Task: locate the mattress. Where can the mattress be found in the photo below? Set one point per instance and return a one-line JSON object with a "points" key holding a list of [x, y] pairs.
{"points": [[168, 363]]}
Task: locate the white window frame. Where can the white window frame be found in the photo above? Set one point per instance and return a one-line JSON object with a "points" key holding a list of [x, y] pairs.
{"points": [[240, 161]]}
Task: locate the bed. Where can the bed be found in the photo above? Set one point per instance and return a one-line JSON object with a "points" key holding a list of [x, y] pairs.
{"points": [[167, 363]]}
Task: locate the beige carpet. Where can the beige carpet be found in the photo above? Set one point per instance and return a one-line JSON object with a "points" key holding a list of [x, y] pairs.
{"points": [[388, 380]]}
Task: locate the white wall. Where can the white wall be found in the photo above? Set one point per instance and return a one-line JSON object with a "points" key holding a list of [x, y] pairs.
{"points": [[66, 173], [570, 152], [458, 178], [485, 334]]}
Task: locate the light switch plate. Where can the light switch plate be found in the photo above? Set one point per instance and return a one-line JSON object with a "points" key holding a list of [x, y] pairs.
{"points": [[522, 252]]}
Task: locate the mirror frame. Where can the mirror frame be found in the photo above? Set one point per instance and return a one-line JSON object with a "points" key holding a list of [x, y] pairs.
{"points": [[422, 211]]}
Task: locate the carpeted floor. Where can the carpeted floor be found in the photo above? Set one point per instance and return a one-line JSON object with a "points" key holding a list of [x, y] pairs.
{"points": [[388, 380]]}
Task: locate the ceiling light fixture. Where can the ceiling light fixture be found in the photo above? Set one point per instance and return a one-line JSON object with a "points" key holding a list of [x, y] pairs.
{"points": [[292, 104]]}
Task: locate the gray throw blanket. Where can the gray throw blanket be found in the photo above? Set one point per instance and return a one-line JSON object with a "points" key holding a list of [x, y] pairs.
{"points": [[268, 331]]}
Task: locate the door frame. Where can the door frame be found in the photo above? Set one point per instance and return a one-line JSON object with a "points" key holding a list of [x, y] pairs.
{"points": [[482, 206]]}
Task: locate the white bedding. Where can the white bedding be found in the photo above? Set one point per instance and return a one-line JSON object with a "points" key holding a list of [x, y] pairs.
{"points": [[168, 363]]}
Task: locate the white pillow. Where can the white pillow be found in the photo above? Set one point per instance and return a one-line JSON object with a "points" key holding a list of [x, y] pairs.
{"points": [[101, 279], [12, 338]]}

◆ ◆ ◆ ◆

*Task details*.
Write out word for word only the part of the data above that runs from the line containing "Task: locate the white bedding." through the last line of the data, including both of those lines.

*Final result*.
Task: locate the white bedding. Where can the white bedding be found in the photo above? Set one point per instance and return a one-line JSON object with a "points" key holding a list of [x, y] pairs.
{"points": [[168, 363]]}
Task: locate the white pillow. Where can the white pillow be found in the photo above? Set one point per instance and return a one-line JSON object with a "points" key holding a list of [x, y] pairs.
{"points": [[101, 279], [12, 338]]}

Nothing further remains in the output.